Reproduce the part of the records that opens with the line containing "Please point out the baby" and runs through the end of the records, keeping every request line as it is. Scale each coordinate in the answer points by 1.75 and round the results to whole numbers, rounding halves up.

:: Records for the task

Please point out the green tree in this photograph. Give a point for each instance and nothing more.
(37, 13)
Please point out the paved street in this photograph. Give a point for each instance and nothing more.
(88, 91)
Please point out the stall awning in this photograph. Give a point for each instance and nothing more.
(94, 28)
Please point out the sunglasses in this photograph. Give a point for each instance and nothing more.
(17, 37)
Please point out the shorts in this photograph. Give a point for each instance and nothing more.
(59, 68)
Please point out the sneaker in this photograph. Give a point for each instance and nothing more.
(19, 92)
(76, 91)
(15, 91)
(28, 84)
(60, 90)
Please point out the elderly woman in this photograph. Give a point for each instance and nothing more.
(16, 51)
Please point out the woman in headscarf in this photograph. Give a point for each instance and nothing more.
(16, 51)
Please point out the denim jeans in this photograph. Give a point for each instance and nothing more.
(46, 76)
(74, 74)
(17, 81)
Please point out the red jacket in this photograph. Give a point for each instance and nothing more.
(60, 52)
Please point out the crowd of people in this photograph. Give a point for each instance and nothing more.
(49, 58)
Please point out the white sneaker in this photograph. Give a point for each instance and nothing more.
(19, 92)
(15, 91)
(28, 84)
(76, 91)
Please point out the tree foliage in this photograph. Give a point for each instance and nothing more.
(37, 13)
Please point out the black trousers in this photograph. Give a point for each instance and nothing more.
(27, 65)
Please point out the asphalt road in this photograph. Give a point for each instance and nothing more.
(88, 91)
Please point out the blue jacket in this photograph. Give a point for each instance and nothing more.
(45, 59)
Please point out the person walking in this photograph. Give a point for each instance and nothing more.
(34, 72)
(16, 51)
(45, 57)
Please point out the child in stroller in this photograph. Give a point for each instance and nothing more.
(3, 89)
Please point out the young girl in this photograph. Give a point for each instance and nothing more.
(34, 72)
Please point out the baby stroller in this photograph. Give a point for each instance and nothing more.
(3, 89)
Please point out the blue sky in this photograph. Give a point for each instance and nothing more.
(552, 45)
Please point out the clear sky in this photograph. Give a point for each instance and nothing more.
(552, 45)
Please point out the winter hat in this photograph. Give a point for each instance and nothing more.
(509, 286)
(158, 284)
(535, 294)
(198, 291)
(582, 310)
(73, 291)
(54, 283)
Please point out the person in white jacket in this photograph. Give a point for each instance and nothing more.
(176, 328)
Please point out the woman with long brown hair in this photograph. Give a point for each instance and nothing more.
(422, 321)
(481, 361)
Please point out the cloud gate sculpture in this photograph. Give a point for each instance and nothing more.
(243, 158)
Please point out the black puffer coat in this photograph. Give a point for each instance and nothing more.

::::

## Answer to the exercise
Please point out the baby stroller in this photograph. Give a point for each instance and nothing more.
(5, 156)
Please point out the blue sky in this photograph. Give a point for each instance and nothing more.
(966, 79)
Please point out the clear sky in this photograph. Give a point for each instance and nothing more.
(966, 79)
Please point out the winter hat in this photograph. Give a point for each instance and nothing more.
(891, 501)
(277, 497)
(936, 515)
(347, 509)
(1019, 543)
(128, 509)
(95, 495)
Please point out the person in white jacket in this photograph. Give a point for each instance and nothing more.
(308, 574)
Please point out the woman with long brown hair in this photograph. Give a point for each instance and nothing more.
(739, 562)
(842, 632)
Please point out the cloud gate sculpture in this photograph. Give a point for each instance and nothing more.
(425, 277)
Please point out the black puffer coat in this photograph. Give a point for each instance and nothing more.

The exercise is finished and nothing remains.